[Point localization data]

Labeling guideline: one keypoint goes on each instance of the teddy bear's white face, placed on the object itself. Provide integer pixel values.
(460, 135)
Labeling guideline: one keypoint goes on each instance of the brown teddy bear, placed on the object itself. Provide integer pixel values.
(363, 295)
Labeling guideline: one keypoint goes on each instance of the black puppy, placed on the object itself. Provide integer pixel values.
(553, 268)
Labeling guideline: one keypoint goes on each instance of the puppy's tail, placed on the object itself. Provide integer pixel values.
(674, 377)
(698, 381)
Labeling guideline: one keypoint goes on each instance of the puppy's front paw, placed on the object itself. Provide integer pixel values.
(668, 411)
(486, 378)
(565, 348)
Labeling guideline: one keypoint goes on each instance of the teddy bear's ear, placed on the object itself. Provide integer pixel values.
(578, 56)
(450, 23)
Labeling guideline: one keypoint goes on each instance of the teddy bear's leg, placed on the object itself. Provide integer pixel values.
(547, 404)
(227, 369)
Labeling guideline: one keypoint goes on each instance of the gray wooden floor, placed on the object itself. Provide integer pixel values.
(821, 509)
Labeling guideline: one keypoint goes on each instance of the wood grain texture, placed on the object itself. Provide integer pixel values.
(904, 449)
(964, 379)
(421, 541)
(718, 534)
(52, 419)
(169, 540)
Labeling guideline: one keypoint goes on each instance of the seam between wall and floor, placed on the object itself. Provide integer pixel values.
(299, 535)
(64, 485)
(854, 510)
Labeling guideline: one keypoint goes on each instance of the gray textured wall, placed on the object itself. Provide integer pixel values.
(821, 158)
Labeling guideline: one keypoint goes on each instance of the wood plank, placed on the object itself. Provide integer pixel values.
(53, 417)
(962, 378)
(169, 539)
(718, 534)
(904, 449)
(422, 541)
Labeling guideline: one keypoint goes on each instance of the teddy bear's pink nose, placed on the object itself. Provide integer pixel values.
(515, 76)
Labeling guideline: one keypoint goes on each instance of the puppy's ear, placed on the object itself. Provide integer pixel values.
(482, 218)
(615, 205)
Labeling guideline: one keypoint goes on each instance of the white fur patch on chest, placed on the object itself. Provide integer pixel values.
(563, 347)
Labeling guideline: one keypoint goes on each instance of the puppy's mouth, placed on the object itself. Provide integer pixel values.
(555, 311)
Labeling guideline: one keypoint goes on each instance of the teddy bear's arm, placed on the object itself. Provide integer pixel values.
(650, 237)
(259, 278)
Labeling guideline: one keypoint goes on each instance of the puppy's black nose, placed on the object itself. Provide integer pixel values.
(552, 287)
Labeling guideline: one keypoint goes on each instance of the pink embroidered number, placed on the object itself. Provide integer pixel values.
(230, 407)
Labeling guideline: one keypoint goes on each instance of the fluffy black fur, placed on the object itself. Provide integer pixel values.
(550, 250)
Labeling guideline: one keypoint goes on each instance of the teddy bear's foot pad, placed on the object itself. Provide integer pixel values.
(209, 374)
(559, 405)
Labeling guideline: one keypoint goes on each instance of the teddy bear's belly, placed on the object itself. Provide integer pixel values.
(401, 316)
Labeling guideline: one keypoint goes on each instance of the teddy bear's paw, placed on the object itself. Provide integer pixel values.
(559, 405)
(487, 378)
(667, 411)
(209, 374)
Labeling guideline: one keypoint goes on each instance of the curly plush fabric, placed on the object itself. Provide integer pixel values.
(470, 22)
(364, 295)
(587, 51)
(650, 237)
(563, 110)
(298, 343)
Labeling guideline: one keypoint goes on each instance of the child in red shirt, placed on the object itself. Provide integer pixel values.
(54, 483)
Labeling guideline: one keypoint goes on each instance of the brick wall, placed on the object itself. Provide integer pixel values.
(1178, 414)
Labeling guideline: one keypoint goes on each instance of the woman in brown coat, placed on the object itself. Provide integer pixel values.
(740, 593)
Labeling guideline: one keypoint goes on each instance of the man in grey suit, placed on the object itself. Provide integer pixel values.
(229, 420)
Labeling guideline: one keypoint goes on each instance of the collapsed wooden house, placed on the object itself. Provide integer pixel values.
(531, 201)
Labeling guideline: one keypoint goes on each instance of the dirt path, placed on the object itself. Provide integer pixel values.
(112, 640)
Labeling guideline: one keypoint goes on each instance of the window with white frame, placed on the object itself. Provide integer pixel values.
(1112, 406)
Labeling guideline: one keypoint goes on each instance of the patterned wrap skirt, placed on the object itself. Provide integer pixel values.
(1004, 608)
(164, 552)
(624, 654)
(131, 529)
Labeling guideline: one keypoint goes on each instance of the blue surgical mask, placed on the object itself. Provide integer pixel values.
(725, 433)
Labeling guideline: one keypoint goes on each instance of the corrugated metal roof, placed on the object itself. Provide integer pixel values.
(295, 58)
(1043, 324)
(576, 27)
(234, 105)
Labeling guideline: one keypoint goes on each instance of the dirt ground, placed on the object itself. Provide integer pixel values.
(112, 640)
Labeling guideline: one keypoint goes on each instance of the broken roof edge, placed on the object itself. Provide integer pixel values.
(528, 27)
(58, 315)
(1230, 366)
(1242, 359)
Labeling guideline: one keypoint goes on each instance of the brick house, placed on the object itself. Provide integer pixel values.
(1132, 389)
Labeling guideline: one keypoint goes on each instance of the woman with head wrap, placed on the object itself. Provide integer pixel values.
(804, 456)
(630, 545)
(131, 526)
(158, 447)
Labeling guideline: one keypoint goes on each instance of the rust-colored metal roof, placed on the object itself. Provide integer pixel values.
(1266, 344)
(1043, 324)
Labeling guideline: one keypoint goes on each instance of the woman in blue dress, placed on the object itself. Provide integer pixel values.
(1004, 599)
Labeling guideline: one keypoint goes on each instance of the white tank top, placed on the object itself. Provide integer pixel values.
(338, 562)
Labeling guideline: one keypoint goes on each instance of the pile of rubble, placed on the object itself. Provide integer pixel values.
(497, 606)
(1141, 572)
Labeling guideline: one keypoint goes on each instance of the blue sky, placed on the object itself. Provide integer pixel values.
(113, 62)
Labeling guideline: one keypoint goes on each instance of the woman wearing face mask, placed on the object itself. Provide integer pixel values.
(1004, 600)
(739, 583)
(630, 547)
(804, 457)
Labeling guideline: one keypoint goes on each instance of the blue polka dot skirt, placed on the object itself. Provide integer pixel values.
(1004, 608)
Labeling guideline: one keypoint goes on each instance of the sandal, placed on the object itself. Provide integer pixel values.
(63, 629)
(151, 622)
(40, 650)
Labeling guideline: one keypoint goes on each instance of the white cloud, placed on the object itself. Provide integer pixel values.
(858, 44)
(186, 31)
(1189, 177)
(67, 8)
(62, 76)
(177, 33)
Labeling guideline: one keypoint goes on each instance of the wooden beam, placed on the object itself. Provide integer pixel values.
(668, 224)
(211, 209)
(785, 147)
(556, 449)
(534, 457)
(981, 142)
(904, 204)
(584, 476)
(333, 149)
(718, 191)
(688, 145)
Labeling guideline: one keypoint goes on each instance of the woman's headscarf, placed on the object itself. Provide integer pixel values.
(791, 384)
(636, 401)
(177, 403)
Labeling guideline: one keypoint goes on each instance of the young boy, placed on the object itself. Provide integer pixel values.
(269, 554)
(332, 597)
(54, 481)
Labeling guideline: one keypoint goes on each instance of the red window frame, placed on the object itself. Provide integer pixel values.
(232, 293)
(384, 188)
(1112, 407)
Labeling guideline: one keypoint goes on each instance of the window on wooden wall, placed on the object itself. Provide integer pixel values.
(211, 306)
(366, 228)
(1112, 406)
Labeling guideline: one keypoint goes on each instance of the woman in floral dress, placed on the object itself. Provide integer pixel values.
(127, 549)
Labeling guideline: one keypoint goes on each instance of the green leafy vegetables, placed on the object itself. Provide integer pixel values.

Work to be completed
Transcribe all the data word for word, as it appears above.

Problem solution
Labeling guideline: one keypoint goes on each instance of the teddy bear's white face, placed on the object itself. Provide integer pixel values.
(460, 135)
Labeling guideline: one keypoint goes on each instance of the brown teddy bear, placed on the object itself. Provide integer pixel values.
(363, 295)
Labeling guideline: one keypoint goes on each instance of the black puppy, placed on the object itself. Provide integer pixel values.
(553, 268)
Labeling guideline: one keypoint goes on each instance of the puppy's tail, placed on the object itself. Provide integer pixel values.
(674, 377)
(698, 381)
Labeling guideline: one keypoint goes on each instance of the puppy's front paw, placed on the object itself. Provide integer pixel values.
(668, 411)
(486, 378)
(565, 348)
Labeling guideline: one keypoint goes on each instance of the teddy bear's ear, placed on the object itself. Provide integer pixel values.
(578, 56)
(450, 23)
Labeling guideline: one keypoint goes on each instance of the teddy bear's leg, placed on the object itself. Provide integer pixel values.
(547, 404)
(227, 369)
Labeling guideline: one keypoint goes on each instance of the gray wooden floor, placed on the object itself. Provide integer pixel values.
(821, 509)
Labeling guideline: one keypoint goes on each instance of the wood grain texture, placed on the object itself. Provide integer pixel values.
(904, 449)
(964, 379)
(421, 541)
(718, 534)
(52, 419)
(169, 540)
Labeling guideline: one keypoint goes on each instance of the seam between wall and floor, placed on the object itself. Provide integer pixel values.
(299, 535)
(64, 485)
(854, 510)
Labeling guideline: one keypoint goes on each instance of the gray textured wall, placed on the object itself. Provide integer pixel values.
(821, 158)
Labeling guideline: one keypoint goes on each instance of the wood plank, placed on the object itself. Provide integer pixel values.
(53, 417)
(962, 378)
(169, 539)
(718, 534)
(904, 449)
(422, 541)
Labeling guideline: one keypoint goes on each instance of the teddy bear's pink nose, placed on the object itself. Provide integer pixel values.
(515, 76)
Labeling guideline: one keypoint goes on each instance of the puppy's ear, placed on the object itself. Provide integer pixel values.
(482, 218)
(615, 205)
Labeling guideline: one keypoint goes on each instance of the white fur patch on chest, placed on the object itself. Provide integer pixel values.
(563, 347)
Labeling guideline: one keypoint goes on each instance of the puppy's mouth, placed on the object itself. Provide integer pixel values.
(555, 311)
Labeling guideline: one keypoint goes on each instance of the teddy bear's arm, placed on the object itself. Provide integer pixel values.
(650, 237)
(259, 278)
Labeling guideline: one keypoint goes on each instance of the puppy's black nose, placed on the object itself. Provide integer pixel values.
(552, 287)
Labeling guideline: one keypoint goes on each instance of the pink embroidered number, placed on the object itself. Provide integer pixel values.
(230, 407)
Labeling guideline: one keypoint goes on each instance of the fluffy black fur, placed on the object itself. Provide integer pixel values.
(550, 250)
Labeling guideline: one keypoint goes on each instance of the teddy bear's foot pad, placed on the object itself. Provide integer pixel values.
(209, 374)
(559, 405)
Labeling guideline: one keypoint goes on each instance of the teddy bear's belly, placed on the object itself. Provide integer pixel values.
(401, 316)
Labeling guideline: one keypoint goes on each instance of the teddy bear's paw, placed on the object itself. Provide integer pixel values.
(559, 405)
(487, 378)
(667, 411)
(209, 374)
Labeling guideline: one keypoint goes on each instance of the curly plush fabric, placed on the object itself. Provide integer pixel values.
(470, 22)
(364, 295)
(587, 51)
(650, 237)
(563, 110)
(298, 343)
Labeling guideline: one keypoint goes on each instance of the child in red shirt, placed on the object itself. Provide integer pixel values.
(54, 483)
Labeling guideline: one keypoint goes on each instance of the brick wall, placed on the object itself. Provide integer pixel values.
(1178, 414)
Labeling guideline: one keypoint goes on each instance of the woman in brown coat, placed on the object itself. Provide integer pixel values.
(740, 593)
Labeling guideline: one keypoint goes on each instance of the man in grey suit, placed on the object itself. Provide integer pixel values.
(229, 420)
Labeling guideline: one keypoint goes on each instance of the collapsed wooden house, placed on the object itself. Provide integer pixel values.
(531, 201)
Labeling guideline: one keypoint goes on each instance of the dirt path, placed on the object itself. Provide integer pixel values.
(112, 640)
Labeling guideline: one keypoint goes on each instance of the window with white frame, placed on the object itself. Provide integer pixel values.
(1112, 406)
Labeling guideline: one keypoint goes on each instance of the patterned wrap skirt, placed on the object itself. Provide integer pixel values.
(1004, 608)
(164, 552)
(624, 654)
(131, 529)
Labeling guideline: one keypoint goes on each instance of the blue surgical mask, placed on the object itself. Provide integer pixel values.
(725, 433)
Labeling guideline: one keypoint goes on each instance of the corrugated metal roof, placed on the object itself. Provide integer pixel values.
(295, 58)
(1043, 324)
(576, 27)
(234, 105)
Labeling guideline: one keypoint goes on each instance of the dirt ground, placed on the object itself. Provide integer pixel values.
(112, 640)
Labeling guideline: one keypoint goes on each instance of the broken roof edge, placed on the object itself. Provide integer pixel values.
(528, 27)
(58, 315)
(1230, 366)
(1242, 359)
Labeling guideline: one keypoint goes on each instance of the brick house, placed on the object itself. Provide integer pixel values.
(1132, 389)
Labeling guideline: one keypoint goes on each instance of the woman with head wrap, placed on the object itself. Provide integer pixel values.
(804, 456)
(630, 545)
(131, 526)
(158, 447)
Labeling guideline: one keypoint goes on each instance of the rust-colored metal roof, placed on the object itself. Provide integer pixel values.
(1266, 344)
(1043, 324)
Labeling guideline: one keypoint goes on each instance of the woman in blue dress, placed on the object itself. Provide integer pixel values.
(1004, 599)
Labeling guideline: one keypoint goes on each instance of the white tank top, placed on the object itself. Provide integer pixel values.
(338, 562)
Labeling guideline: one keypoint goes on each instance of the pile of rubble, placed on the object itself. Provide integer pixel values.
(497, 606)
(1141, 572)
Labeling guideline: one keypoint goes on each instance of the blue sky, placed on the object itself. Provide integer pixel values.
(113, 62)
Labeling guideline: one keypoint goes on each instance of the woman wearing face mask, placed on the object itself. Provide integer pixel values.
(1004, 600)
(739, 583)
(630, 547)
(804, 457)
Labeling guideline: one keypoint goes on each instance of the blue polka dot skirt, placed on the object itself. Provide integer pixel values.
(1004, 608)
Labeling guideline: one keypoint goes on each instance of the sandal, placed on the object itself. Provide integer pixel values.
(63, 629)
(151, 622)
(40, 650)
Labeling guideline: one keypoint goes on each instance of the white cloud, placed on the object itself. Provide integer pixel values.
(858, 44)
(186, 31)
(1189, 177)
(67, 8)
(62, 76)
(177, 33)
Labeling guideline: one keypoint goes on each instance of the wooden beam, placed on the object itself. Provide integer pixel values.
(668, 224)
(211, 209)
(785, 147)
(556, 449)
(534, 457)
(981, 142)
(904, 204)
(584, 476)
(333, 149)
(718, 191)
(688, 145)
Labeling guideline: one keypoint goes on each instance of the woman's headscarf, placed on the object itself. Provide integer pixel values.
(791, 384)
(636, 401)
(177, 403)
Labeling guideline: one keypoint goes on each instance of the young boy, placed on the object itself. Provide integer pixel values.
(269, 554)
(332, 597)
(54, 481)
Labeling guideline: one keypoint goes on each instance of the red window frame, placed on the object itself. Provide integer pixel values.
(232, 293)
(384, 188)
(1112, 407)
Labeling guideline: one keypoint goes on each instance of the window on wooden wall, placed on the object itself. Provide integer pixel values.
(211, 306)
(366, 228)
(1112, 406)
Labeling guideline: one keypoint goes on each instance of the woman in floral dress, placed on the object itself. Provide integer pixel values.
(127, 549)
Labeling guideline: one keypoint goes on each instance of the green leafy vegetables, placed on the object itself. Provide integer pixel values.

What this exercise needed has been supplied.